What is expected>
In the records below, find the line that contains "Indicate a point per instance of the building" and the line that contains "Indicate a point per instance of the green carpet"; write out exactly those two lines and everything between them, without the pictures.

● ● ●

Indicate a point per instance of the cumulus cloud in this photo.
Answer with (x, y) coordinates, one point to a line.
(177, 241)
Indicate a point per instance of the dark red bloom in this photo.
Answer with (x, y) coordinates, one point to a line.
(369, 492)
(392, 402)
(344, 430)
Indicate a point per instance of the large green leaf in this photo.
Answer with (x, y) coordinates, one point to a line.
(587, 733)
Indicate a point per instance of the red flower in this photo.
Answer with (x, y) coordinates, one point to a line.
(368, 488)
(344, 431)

● ● ●

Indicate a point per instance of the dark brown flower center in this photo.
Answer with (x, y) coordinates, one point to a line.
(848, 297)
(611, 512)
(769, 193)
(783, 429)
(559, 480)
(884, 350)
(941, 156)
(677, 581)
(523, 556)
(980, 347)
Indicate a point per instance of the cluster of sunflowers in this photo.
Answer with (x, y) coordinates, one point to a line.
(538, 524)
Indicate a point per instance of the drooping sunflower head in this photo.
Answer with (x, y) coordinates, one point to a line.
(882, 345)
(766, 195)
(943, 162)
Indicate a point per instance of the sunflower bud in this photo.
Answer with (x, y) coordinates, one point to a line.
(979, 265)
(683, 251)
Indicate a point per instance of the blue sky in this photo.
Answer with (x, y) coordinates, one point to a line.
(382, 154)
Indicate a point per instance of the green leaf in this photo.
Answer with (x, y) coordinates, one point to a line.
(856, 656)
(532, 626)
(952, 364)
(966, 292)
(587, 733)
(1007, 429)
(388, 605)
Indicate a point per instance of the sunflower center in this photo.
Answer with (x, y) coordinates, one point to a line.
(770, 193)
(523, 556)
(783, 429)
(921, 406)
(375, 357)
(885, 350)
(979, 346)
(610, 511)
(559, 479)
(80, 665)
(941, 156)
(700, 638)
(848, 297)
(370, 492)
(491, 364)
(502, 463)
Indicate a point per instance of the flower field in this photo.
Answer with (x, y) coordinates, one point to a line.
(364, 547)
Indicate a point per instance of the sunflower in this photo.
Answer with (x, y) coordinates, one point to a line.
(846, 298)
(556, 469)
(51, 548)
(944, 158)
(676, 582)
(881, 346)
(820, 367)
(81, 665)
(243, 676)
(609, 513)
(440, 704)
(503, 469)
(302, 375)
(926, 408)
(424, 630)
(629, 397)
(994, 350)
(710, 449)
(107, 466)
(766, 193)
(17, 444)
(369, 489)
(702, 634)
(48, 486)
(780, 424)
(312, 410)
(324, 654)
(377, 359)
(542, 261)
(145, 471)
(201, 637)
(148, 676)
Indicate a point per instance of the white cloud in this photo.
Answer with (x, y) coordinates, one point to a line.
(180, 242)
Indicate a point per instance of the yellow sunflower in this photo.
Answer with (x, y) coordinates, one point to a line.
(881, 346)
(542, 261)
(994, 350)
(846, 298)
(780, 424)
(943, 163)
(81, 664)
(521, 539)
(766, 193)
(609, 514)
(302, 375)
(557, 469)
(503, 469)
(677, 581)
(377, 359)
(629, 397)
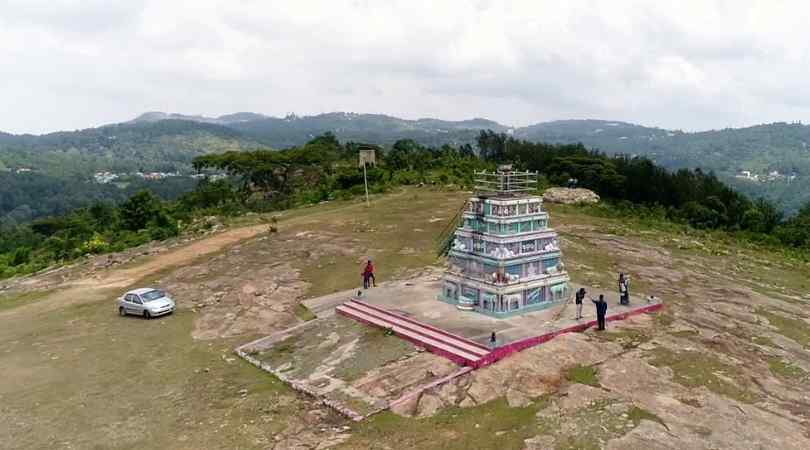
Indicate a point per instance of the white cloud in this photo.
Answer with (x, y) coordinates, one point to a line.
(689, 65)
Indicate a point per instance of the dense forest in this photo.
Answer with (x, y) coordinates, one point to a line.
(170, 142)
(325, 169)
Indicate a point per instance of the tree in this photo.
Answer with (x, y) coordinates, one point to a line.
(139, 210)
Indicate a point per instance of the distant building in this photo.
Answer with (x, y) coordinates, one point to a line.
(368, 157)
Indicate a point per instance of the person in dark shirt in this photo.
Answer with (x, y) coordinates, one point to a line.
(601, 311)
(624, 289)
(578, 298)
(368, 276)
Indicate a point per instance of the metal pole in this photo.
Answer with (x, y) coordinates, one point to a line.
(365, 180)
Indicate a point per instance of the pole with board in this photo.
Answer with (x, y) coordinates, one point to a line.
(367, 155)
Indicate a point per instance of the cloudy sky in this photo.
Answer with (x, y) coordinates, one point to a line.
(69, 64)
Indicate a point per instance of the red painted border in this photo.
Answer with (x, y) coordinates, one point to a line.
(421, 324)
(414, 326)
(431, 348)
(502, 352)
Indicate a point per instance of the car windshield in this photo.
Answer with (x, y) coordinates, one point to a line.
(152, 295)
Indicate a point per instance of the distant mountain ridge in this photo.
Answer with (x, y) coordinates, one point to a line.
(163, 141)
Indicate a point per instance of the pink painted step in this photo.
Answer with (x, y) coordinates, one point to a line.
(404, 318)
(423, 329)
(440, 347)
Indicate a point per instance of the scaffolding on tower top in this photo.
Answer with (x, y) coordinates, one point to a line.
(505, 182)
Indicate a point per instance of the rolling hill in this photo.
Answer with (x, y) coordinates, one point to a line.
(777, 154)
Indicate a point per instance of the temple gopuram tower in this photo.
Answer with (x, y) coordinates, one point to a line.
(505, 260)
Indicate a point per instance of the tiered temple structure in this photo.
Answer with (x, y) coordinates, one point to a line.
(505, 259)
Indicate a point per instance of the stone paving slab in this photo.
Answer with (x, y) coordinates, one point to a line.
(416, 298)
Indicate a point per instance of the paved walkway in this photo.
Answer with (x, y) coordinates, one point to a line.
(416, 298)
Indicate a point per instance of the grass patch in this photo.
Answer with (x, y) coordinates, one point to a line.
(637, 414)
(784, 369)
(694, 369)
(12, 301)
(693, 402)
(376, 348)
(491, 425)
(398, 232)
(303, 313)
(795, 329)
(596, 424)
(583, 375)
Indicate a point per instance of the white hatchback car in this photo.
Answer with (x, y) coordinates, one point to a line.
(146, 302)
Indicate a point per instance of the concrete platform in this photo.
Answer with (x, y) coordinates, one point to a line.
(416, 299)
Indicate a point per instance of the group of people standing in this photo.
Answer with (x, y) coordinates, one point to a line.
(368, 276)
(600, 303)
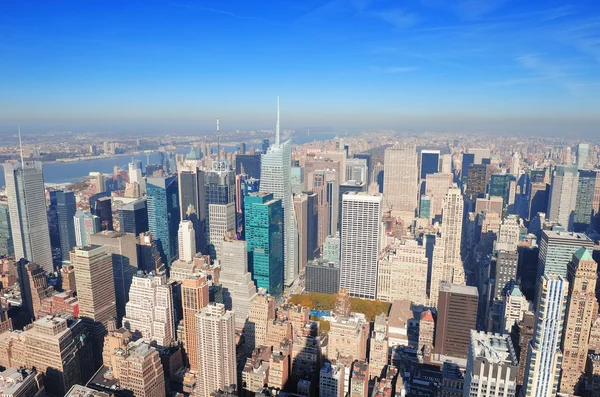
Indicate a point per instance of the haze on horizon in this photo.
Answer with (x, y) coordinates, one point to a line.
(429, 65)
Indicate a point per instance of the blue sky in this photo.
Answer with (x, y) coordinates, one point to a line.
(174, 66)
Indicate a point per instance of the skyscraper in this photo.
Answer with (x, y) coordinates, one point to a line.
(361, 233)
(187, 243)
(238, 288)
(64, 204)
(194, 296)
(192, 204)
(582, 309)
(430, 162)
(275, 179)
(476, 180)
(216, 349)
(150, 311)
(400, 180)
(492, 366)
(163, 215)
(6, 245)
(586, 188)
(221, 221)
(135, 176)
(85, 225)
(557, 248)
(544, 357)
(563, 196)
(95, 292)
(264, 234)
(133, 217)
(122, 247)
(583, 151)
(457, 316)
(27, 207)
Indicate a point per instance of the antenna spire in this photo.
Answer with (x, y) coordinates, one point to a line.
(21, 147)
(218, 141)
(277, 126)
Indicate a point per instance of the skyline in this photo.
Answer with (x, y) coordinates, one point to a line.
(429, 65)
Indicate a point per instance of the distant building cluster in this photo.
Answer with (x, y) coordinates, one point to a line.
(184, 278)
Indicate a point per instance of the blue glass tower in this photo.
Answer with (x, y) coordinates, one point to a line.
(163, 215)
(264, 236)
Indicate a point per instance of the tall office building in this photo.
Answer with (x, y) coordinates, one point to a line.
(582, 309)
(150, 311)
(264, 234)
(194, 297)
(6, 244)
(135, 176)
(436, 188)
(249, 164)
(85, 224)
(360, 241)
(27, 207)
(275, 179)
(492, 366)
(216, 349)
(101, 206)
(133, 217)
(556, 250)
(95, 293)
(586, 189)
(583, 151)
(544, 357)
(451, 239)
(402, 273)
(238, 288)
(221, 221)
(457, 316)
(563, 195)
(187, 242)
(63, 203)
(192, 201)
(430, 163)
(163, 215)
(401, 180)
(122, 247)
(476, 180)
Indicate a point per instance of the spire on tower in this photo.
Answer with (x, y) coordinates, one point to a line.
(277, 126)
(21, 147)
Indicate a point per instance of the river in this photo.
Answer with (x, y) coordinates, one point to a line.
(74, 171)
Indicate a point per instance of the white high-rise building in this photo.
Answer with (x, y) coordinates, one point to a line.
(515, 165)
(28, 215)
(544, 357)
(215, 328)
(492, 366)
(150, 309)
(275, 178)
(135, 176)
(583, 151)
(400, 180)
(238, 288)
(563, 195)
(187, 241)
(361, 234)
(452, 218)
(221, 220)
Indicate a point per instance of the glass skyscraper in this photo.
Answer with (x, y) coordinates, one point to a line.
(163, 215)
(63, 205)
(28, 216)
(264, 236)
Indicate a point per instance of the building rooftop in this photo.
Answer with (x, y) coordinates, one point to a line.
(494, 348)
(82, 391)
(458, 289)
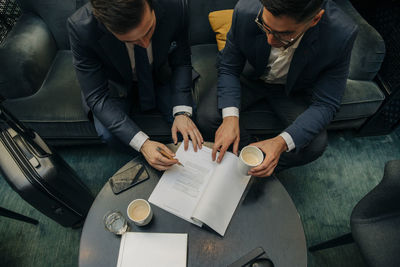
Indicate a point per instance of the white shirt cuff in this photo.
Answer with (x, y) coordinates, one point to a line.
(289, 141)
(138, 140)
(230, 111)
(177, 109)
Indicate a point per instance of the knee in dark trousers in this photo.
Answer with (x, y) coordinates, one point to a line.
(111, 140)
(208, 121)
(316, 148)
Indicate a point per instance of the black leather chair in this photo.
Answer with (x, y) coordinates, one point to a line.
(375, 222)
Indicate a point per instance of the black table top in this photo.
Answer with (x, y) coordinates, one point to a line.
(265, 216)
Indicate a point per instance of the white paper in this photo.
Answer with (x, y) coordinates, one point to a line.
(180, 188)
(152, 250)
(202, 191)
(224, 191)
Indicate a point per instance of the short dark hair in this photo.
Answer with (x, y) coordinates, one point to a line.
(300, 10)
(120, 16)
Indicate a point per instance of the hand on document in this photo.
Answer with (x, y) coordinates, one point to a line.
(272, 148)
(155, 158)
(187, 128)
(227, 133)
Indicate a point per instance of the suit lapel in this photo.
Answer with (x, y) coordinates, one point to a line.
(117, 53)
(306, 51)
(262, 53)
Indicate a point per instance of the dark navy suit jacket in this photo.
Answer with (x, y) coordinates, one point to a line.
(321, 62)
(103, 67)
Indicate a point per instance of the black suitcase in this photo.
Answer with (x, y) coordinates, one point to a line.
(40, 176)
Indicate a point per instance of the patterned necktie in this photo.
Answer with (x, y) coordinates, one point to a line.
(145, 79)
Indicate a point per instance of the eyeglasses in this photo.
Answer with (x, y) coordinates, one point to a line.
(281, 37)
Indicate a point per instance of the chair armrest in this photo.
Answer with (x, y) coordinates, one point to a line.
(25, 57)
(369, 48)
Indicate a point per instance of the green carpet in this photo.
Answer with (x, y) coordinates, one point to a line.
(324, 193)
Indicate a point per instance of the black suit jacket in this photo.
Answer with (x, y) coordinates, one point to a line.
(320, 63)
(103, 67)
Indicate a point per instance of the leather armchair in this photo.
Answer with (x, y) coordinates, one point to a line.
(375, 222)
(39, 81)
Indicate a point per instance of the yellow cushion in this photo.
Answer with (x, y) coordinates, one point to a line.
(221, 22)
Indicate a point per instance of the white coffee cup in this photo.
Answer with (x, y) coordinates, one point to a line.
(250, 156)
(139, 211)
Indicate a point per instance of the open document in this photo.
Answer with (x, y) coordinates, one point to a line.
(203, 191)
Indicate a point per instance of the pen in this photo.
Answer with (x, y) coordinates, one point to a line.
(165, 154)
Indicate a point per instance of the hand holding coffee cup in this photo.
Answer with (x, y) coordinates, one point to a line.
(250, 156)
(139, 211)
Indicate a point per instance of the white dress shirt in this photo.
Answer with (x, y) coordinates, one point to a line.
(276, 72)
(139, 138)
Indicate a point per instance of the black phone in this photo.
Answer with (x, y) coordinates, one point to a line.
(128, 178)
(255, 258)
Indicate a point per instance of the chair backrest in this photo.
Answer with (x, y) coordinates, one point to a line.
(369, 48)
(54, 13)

● ● ●

Response area>
Indicate a point per instance of the building rooftop in this photo.
Answer with (x, y) coordinates, one point to a line.
(494, 348)
(82, 391)
(458, 289)
Indicate a point per instance of the white shirt cuff in this photo.
Answer with (x, y) coordinates, one point to a line.
(289, 141)
(138, 140)
(230, 111)
(177, 109)
Indicate a point per instance of the knee in dark trousers in this photo.
Answer with (x, y) coordinates, one point to a line.
(111, 140)
(208, 121)
(316, 148)
Indicate a point per instance of the black leather chair in this photo.
Answer with (x, y) coordinates, one point to a line.
(375, 222)
Indicate a point per instance of the black table top in this photo.
Answer with (x, y) coordinates, one point to a line.
(265, 216)
Indicate a point per instance of the white paper in this photo.
Answer with (x, y) coordinates, one point to a line.
(180, 188)
(152, 250)
(202, 191)
(224, 191)
Indicate a point per instance of the short dark hair in this photo.
Answer with (x, y) coordinates, one point to a line.
(300, 10)
(120, 16)
Indicate a point per instance of the hand on document in this photo.
Answer with (x, y) coordinates, one point to a line.
(272, 148)
(155, 158)
(187, 128)
(227, 133)
Indicate a point per instance of the suit lapel in this photo.
Answer with (x, y) coordinates, one point to a line.
(117, 53)
(306, 51)
(262, 53)
Indicate a point per instance of the dark navy suit jacket in this photo.
Answer with (x, y) coordinates, one point to a line.
(321, 62)
(103, 67)
Indicate a point per instance of the black suitcase in this photo.
Answer with (x, y) coordinates, one point to a line.
(40, 176)
Indicate a point per instance of the patterned necktie in this photo.
Answer with (x, y) coordinates, one point to a line.
(145, 79)
Indicate a point per instance of the eyeglasses in this photo.
Answer with (x, y) coordinates, one point to a line.
(281, 37)
Indicate a point per instance of the chair armrest in this photo.
Answer with (x, y) coordinates, one point to a line.
(25, 57)
(369, 48)
Indicate a point per instance of the green carpet in this photo.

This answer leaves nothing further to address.